Stupéfiante indulgence pour un Etat voyou

Publié le par Adriana Evangelizt

Stupéfiante indulgence pour un Etat voyou

par Bruno Guigue

DANS cette nouvelle guerre qui embrase le Proche-Orient, le plus effrayant n’est pas la violence déchaînée par l’État hébreu : c’est l’incroyable indulgence dont elle bénéficie. Qu’après plusieurs semaines de féroces bombardements perpétrés sur un petit pays, aucune instance internationale n’ait appelé à un cessez-le-feu est consternant : ni le G8, ni l’ONU, ni l’Union européenne n’a été capable de cette décision de simple bon sens. Est-ce le signe que nous entrons dans une ère nouvelle ? Aucun conflit armé entre deux États ne s’était traduit, jusqu’à présent, par une impuissance aussi flagrante de la communauté internationale. Or, cette impuissance est d’autant plus choquante qu’elle est volontaire : elle résulte, en fait, de la volonté d’un seul membre de cette communauté internationale, les États-Unis d’Amérique.

Paralysée par le veto américain en faveur d’Israël, toute initiative internationale semble donc devoir passer sous les fourches caudines de l’hyper puissance. En germe depuis la disparition de l’Union soviétique, cette profonde asymétrie de la scène mondiale éclate au grand jour. Elle libère, du coup, les énergies dévastatrices d’un État d’Israël dont les dirigeants ont abdiqué toute volonté de négociation. L’administration Bush a achevé le processus engagé avec la victoire de Ronald Reagan en 1980 : la montée en puissance d’un néo-impérialisme qui n’hésite pas à recourir “préventivement” à la force. Le gouvernement Olmert, de son côté, a achevé le processus entamé au lendemain de l’assassinat d’Itzhak Rabin en 1995 : la destruction systématique de toute opposition, armée ou non, aux ambitions d’Israël.

La nouvelle guerre de l’État hébreu contre le Hezbollah reproduit cette profonde asymétrie de l’ordre international. C’est une guerre où le déséquilibre des forces est gigantesque. L’État d’Israël dispose d’une force militaire colossale, quasiment invaincue sur les théâtres d’opérations du Proche-Orient et alimentée en permanence par les transferts technologiques en provenance de son puissant protecteur américain. Le Hezbollah, lui, est un parti politique minoritaire libanais qui dispose d’une milice dépourvue d’encadrement militaire et d’armement lourd.

→ Exercice court A: Dans les lignes de données, partez de la ligne qui contient "One pin marks each instance of the temple" et arrêtez-vous après celle qui contient "x=469 y=735". Redonnez toutes ces lignes, y compris celles sans coordonnées, en déplaçant chaque coordonnée des réponses de 60, c'est-à-dire en ajoutant 60 à chaque valeur de x et de y.

→ Lignes de données:
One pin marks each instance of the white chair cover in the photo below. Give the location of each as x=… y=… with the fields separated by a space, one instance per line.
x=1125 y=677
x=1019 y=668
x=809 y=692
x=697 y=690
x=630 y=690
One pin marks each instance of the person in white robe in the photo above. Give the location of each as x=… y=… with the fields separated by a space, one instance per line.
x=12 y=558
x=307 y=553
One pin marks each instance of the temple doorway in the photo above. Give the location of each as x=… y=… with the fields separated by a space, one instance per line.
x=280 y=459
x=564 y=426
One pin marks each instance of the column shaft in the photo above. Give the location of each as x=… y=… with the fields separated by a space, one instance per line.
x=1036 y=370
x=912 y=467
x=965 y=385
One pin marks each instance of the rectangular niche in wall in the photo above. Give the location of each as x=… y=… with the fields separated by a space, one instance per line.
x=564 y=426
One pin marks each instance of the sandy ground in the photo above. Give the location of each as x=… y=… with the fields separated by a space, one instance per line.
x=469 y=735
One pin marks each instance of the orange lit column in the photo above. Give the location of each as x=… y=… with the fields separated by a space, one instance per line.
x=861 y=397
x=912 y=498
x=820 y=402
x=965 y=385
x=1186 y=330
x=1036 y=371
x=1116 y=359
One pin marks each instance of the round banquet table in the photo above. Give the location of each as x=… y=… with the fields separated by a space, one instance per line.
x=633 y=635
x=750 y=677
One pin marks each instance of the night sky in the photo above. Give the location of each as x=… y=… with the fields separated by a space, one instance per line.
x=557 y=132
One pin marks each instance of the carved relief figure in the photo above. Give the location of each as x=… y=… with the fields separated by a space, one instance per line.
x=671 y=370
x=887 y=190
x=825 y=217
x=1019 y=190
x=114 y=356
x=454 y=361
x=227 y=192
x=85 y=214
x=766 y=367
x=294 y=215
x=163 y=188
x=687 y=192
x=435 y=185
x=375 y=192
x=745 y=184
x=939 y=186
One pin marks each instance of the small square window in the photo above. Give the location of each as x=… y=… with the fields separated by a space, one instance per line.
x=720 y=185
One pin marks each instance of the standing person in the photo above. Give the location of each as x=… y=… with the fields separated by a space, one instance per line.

→ Exercice court B: Poursuivez la rédaction de l'article sur l'indulgence internationale envers Israël, à la suite de sa dernière phrase.

→ Résultat attendu A:
One pin marks each instance of the temple doorway in the photo above. Give the location of each as x=… y=… with the fields separated by a space, one instance per line.
x=340 y=519
x=624 y=486
One pin marks each instance of the column shaft in the photo above. Give the location of each as x=… y=… with the fields separated by a space, one instance per line.
x=1096 y=430
x=972 y=527
x=1025 y=445
One pin marks each instance of the rectangular niche in wall in the photo above. Give the location of each as x=… y=… with the fields separated by a space, one instance per line.
x=624 y=486
One pin marks each instance of the sandy ground in the photo above. Give the location of each as x=… y=… with the fields separated by a space, one instance per line.
x=529 y=795

→ Résultat attendu B:
La comédie de l’agresseur agressé

La dramaturgie orchestrée autour des roquettes lâchées sur Israël est un écran de fumée dont on voit bien qu’elle profite aux deux belligérants : elle permet au Hezbollah de défier Israël et à Israël de jouer la comédie de l’agresseur agressé. En réalité, ce sont des pétards mouillés qui n’ont heureusement fait qu’une dizaine de victimes civiles en Israël, alors qu’un millier de Libanais (si on inclut les disparus) ont déjà péri sous les bombes de Tsahal. Le parallèle médiatique entre bombardements israéliens et tirs de Katioucha, par lequel les médias dominants croient sans doute témoigner de leur objectivité, est grotesque. On a beau leur consacrer le même temps télévisuel, le déséquilibre des pertes civiles est énorme : à l’image de cette guerre profondément asymétrique entre le fort et le faible où le fort bénéficie, en outre, de l’appui massif de l’hyper puissance mondiale.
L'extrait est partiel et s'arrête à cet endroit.